▶ Tarefas a realizar
1. Enumere tudo o que, segundo o excerto selecionado, o A. não fez para sustentar a alegação de sacrifício incomportável.
2. Reproduza, nas linhas de dados, o trecho que vai da linha com "Which region of the UI above contains the truck headlight?" até à linha com "[110,114,204,223]", incluindo ambas.

▶ Excerto selecionado
┌────────
B. Decisão, essa, que pelas razões que a seguir se explanam, não colhe a aquiescência da, ora, Recorrente.
C. O A. alegou que os custos com a deslocação a Macau representam um sacrifício economicamente incomportável para o A.
D. Não junta nenhum documento.
E. Não realizou, nem pediu qualquer diligência probatória.
F. O A. não indicou nenhum motivo ou facto para que o Tribunal aprecie essa impossibilidade ou, como prevê o Art. 481.º do C.P.C, julgue haver sacrifício incomportável.
G. Pelo que o A. não preencheu este dispositivo.
H. É o A., que requer a sua dispensa, que tem o ónus de provar que a deslocação a Macau representa um sacrifício incomportável.
I. É inaceitável a inversão desse ónus operada pelo Meritíssimo Juiz a quo quando escreve: "não ficou provado que a deslocação não representa sacrifício incomportável para o autor."
J. Se o Autor alega que a deslocação a Macau representa esse sacrifício é o A. que tem de provar, não é a Ré que tem de provar o contrário.
K. O Acórdão deste TSI no Processo nº 198/2020 (Autos de Recurso Cível e Laboral), de 2 de Julho de 2020: "Nos termos do nº 1 do artº 335º do C.Civ. àquele que invocar um direito cabe fazer a prova dos factos constitutivos do direito invoca independentemente desses factos serem negativos ou positivos."
L. Veja-se que o despacho que defere o pedido de dispensa de depoimento de parte do Autor.
M. Também andou mal o Meritíssimo Juiz a quo quando escreve que quanto ao quesito 15.º, é incrível que o Autor faça uma declaração contrária na audiência de julgamento.
└────────
▶ Entradas de dados guardadas
┌────────
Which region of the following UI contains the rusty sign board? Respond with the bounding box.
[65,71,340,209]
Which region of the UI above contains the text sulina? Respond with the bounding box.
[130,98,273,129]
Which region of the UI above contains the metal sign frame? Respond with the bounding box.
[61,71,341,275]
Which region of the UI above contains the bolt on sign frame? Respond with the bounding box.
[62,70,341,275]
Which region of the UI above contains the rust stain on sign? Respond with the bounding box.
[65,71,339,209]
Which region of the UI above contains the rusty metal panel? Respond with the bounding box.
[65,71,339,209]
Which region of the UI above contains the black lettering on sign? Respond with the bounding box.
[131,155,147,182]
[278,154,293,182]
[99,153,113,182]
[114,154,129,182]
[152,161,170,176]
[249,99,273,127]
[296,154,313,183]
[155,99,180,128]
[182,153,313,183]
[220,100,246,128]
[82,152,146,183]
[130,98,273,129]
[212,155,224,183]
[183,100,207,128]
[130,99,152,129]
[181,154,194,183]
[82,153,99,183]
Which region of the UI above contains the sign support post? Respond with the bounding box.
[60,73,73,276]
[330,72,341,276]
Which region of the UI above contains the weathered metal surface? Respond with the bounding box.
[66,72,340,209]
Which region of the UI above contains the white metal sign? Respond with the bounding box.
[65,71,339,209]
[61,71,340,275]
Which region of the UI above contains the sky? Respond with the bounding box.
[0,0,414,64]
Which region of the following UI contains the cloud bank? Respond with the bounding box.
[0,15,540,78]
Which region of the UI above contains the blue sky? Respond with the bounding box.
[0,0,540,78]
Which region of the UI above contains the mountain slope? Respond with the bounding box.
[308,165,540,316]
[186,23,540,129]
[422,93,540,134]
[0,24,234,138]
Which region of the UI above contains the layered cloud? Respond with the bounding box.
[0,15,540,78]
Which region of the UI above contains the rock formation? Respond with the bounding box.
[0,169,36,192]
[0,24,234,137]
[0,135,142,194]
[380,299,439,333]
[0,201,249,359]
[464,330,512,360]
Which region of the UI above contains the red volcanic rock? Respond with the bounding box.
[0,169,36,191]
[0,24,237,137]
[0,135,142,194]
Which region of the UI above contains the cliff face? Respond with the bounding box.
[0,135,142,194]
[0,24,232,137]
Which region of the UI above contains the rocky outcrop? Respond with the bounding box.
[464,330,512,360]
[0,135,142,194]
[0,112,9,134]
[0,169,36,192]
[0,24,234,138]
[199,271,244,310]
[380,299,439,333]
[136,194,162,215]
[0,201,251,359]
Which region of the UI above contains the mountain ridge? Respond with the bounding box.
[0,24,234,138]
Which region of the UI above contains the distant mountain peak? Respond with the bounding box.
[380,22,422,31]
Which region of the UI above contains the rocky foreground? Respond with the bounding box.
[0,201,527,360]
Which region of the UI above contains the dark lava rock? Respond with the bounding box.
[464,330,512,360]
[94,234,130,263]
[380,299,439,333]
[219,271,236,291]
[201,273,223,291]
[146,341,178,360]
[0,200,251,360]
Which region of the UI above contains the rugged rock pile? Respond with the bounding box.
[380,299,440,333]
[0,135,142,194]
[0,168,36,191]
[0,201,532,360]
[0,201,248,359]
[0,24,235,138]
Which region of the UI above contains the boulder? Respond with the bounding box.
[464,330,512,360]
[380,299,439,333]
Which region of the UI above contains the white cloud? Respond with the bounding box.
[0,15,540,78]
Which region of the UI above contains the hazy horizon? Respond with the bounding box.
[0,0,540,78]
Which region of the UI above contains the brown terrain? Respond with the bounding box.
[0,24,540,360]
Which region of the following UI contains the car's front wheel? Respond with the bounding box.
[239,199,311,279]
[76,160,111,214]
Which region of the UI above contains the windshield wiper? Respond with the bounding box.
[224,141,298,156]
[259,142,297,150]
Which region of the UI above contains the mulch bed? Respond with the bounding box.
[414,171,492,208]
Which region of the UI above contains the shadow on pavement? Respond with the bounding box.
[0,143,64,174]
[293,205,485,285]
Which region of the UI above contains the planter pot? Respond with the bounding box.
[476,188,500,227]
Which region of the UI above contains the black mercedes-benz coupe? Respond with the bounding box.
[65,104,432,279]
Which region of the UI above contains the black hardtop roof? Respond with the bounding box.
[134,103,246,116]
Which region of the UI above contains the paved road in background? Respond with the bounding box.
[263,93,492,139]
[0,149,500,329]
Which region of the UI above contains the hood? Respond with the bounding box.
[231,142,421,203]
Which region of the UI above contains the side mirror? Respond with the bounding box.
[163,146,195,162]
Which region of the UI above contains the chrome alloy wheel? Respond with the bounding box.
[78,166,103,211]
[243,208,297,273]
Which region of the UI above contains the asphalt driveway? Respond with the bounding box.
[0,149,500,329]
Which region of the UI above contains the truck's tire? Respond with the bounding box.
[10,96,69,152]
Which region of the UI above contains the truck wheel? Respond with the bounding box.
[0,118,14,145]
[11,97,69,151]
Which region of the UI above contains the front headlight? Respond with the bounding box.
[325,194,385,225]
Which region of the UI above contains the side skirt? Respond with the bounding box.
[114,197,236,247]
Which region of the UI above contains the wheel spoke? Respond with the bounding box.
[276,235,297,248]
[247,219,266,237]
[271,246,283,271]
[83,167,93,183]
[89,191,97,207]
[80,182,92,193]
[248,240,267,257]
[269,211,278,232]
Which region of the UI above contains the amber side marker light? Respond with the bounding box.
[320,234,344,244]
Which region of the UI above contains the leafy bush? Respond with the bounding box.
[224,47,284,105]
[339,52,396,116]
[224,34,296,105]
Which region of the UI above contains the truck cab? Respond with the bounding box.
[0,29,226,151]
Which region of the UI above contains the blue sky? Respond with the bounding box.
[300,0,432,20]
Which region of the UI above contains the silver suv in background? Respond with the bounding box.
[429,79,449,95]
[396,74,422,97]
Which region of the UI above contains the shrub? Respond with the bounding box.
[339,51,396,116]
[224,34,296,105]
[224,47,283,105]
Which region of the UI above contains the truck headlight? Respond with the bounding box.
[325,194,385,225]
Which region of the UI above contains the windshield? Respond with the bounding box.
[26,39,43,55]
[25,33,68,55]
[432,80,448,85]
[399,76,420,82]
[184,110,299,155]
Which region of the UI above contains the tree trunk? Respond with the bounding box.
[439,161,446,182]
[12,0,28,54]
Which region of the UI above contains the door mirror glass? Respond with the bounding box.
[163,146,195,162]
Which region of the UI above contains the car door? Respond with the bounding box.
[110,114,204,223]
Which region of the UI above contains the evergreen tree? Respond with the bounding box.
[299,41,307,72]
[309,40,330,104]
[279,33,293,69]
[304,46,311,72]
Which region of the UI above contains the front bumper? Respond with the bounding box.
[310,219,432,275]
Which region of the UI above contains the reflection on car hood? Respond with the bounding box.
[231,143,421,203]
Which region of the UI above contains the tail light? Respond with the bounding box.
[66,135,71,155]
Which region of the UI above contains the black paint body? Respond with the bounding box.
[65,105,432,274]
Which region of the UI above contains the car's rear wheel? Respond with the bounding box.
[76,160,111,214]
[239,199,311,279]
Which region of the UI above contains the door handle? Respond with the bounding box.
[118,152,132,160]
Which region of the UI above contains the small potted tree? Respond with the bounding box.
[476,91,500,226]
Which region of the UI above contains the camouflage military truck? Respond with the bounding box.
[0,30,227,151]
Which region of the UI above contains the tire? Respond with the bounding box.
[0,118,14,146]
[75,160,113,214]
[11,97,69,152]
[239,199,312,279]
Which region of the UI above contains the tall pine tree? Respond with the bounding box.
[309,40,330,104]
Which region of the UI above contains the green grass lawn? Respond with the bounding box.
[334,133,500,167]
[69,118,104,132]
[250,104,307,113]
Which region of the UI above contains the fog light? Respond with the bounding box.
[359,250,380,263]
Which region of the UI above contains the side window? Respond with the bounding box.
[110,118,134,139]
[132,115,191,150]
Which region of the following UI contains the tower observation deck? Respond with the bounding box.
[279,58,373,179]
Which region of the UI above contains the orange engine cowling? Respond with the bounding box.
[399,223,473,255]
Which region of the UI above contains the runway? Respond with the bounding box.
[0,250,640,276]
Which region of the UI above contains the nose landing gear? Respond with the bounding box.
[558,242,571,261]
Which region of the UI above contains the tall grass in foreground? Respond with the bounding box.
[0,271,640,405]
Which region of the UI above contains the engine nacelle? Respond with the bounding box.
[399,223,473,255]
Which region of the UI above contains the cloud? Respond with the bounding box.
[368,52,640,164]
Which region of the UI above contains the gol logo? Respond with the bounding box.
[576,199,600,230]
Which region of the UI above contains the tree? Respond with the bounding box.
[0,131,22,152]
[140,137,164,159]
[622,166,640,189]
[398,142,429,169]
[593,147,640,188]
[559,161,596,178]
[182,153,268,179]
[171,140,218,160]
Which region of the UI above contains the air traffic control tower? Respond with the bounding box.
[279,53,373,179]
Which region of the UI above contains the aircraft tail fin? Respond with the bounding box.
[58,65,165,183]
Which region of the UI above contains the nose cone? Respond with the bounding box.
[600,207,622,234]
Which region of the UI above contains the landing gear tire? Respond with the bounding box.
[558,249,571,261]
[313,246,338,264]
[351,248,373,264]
└────────
▶ Soluções por tarefa
1.
- Não juntou nenhum documento.
- Não realizou qualquer diligência probatória.
- Não pediu qualquer diligência probatória.
- Não indicou nenhum motivo ou facto para que o Tribunal aprecie essa impossibilidade ou julgue haver sacrifício incomportável.

2.
Which region of the UI above contains the truck headlight? Respond with the bounding box.
[325,194,385,225]
Which region of the UI above contains the windshield? Respond with the bounding box.
[26,39,43,55]
[25,33,68,55]
[432,80,448,85]
[399,76,420,82]
[184,110,299,155]
Which region of the UI above contains the tree trunk? Respond with the bounding box.
[439,161,446,182]
[12,0,28,54]
Which region of the UI above contains the door mirror glass? Respond with the bounding box.
[163,146,195,162]
Which region of the UI above contains the car door? Respond with the bounding box.
[110,114,204,223]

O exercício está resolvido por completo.